- [Tasks for this exercise]
1. In the defence passage, write out the text that starts at "4 Our annual" and ends after "in new technologies.", swapping "Spending Review" for "Budget Review".
2. Which documents does the defence passage say the government published in March 2021?

- [Selection]

Strategic context

3 In March 2021, the government published its Integrated Review of Security, Defence, Development and Foreign Policy, a defence command paper, and the Defence and Security Industrial Strategy. The command paper set out the ambition to build a more strategic relationship with industry and a more sustainable industrial base, by providing greater certainty about future workflow. The Department stated that competition will no longer be the "default" position and put a new emphasis on delivering with UK-based skills, technologies and capabilities. This stance sits alongside recent changes to government guidance that now encourages departments to think more broadly about the "social value" that can be generated from departmental interventions, such as defence equipment programmes. In recent years, the Department has been reforming its approach to equipment acquisition, management and oversight of programmes, and developing its staff to tackle ongoing challenges with delivery.

4 Our annual reports on the Department's 10-year budget for equipment procurement and support (the Equipment Plan) have highlighted the unaffordability of its forward programme, with an estimated affordability gap in the period 2020-2030 of at least £7.3 billion.2 Partly to address this gap, in November 2020, the Spending Review provided an additional £16.5 billion of capital funding over the next four years for the Department, including to modernise and invest in new technologies.

- [Given information]
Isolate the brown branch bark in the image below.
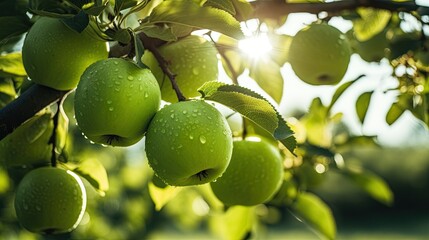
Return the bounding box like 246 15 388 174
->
0 84 68 140
0 0 419 140
251 0 419 18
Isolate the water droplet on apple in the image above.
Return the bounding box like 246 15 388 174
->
200 135 207 144
192 67 200 75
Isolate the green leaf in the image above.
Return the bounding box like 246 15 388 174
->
249 58 283 103
345 169 393 206
204 0 236 15
136 0 243 39
0 52 27 77
148 179 182 211
0 16 31 45
291 192 336 239
232 0 253 21
198 82 296 153
55 104 69 154
61 11 89 33
0 78 16 109
386 102 405 125
212 206 256 240
356 91 374 124
353 8 392 42
328 75 365 112
73 158 109 196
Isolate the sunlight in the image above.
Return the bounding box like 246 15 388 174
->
238 34 272 59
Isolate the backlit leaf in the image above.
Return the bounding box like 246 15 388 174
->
198 82 296 153
73 158 109 196
291 192 336 239
353 8 392 42
249 58 283 103
345 169 393 206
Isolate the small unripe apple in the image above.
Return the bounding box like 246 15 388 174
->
142 35 218 102
15 167 86 234
288 24 351 85
146 100 232 186
22 17 108 90
0 112 54 168
74 58 161 146
210 137 284 206
351 31 389 62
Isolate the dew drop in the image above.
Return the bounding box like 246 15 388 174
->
200 135 207 144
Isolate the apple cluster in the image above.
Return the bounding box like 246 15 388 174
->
0 17 290 233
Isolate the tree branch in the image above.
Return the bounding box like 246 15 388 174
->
251 0 420 18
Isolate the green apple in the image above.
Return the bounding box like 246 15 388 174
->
142 35 218 102
146 100 232 186
288 23 351 85
0 111 54 168
210 137 284 206
15 167 86 234
22 17 108 90
74 58 161 146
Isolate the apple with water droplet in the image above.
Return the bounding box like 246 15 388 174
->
0 110 54 172
142 35 218 102
210 136 284 206
288 23 351 85
22 17 108 90
15 167 87 234
74 58 161 146
145 100 232 186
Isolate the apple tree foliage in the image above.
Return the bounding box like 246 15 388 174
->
0 0 429 239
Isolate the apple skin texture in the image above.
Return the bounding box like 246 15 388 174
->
74 58 161 146
146 100 232 186
142 35 218 102
0 112 54 169
210 137 284 206
22 17 108 90
288 24 351 85
15 167 87 234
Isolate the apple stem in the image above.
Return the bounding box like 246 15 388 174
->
140 33 186 102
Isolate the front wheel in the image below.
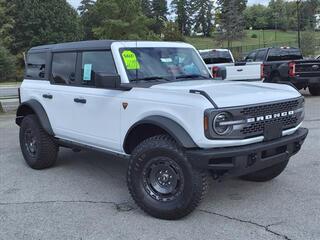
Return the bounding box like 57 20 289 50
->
309 86 320 96
19 115 59 170
127 135 207 220
240 160 289 182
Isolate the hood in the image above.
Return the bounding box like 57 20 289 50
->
152 80 301 108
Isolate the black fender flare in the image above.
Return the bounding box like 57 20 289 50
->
16 99 54 136
123 116 198 149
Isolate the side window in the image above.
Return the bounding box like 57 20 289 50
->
246 52 257 62
52 52 77 85
81 51 117 86
255 49 267 62
26 53 47 80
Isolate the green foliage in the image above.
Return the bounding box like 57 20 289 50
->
301 31 316 56
7 0 81 54
0 46 16 82
217 0 247 47
85 0 155 40
193 0 214 37
151 0 168 34
244 4 270 29
163 21 185 42
171 0 194 36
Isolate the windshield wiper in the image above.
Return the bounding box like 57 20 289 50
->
176 74 210 79
131 76 170 82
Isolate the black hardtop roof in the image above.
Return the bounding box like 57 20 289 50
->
29 40 116 52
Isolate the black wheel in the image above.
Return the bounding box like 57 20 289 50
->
309 86 320 96
19 115 58 170
240 160 289 182
127 135 208 220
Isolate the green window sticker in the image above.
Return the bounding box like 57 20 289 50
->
122 50 140 70
83 64 92 81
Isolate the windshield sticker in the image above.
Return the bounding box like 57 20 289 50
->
122 50 140 70
83 64 92 81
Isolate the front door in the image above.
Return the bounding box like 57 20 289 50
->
51 51 122 151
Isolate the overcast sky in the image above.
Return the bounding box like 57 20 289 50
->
68 0 269 8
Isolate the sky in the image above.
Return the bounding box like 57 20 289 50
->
68 0 269 8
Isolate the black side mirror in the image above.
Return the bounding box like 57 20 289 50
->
95 73 121 89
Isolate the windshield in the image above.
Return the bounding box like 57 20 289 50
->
200 50 233 64
120 47 211 82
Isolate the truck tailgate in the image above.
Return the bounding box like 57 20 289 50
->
295 60 320 77
226 62 261 81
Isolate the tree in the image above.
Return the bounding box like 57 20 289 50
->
0 0 14 46
194 0 214 37
141 0 153 18
0 45 16 82
217 0 247 47
244 4 270 30
91 0 157 40
78 0 95 16
171 0 194 35
7 0 81 54
151 0 168 34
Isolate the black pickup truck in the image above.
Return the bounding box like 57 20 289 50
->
245 47 320 96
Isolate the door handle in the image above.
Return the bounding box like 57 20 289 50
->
42 94 53 99
74 98 87 104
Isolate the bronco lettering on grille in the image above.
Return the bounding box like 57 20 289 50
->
247 111 294 123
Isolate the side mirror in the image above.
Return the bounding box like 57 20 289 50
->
95 72 121 89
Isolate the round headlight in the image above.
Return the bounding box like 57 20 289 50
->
212 112 233 135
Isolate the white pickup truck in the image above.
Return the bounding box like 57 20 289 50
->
199 49 262 81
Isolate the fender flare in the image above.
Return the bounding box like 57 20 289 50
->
123 116 198 149
16 99 54 136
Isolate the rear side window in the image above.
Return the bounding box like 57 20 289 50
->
268 48 303 62
52 52 77 85
81 51 117 86
255 49 267 62
26 53 47 80
246 52 257 62
200 51 233 64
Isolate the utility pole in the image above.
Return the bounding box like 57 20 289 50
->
297 0 302 48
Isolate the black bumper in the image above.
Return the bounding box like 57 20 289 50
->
186 128 308 176
290 76 320 87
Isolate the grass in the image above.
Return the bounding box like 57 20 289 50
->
0 81 21 87
186 30 320 49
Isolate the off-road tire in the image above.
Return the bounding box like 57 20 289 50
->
240 160 289 182
19 115 59 170
309 86 320 96
127 135 208 220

- [Task-by-task solutions]
1.
4 Our annual reports on the Department's 10-year budget for equipment procurement and support (the Equipment Plan) have highlighted the unaffordability of its forward programme, with an estimated affordability gap in the period 2020-2030 of at least £7.3 billion.2 Partly to address this gap, in November 2020, the Budget Review provided an additional £16.5 billion of capital funding over the next four years for the Department, including to modernise and invest in new technologies.

2.
- Integrated Review of Security, Defence, Development and Foreign Policy
- a defence command paper
- Defence and Security Industrial Strategy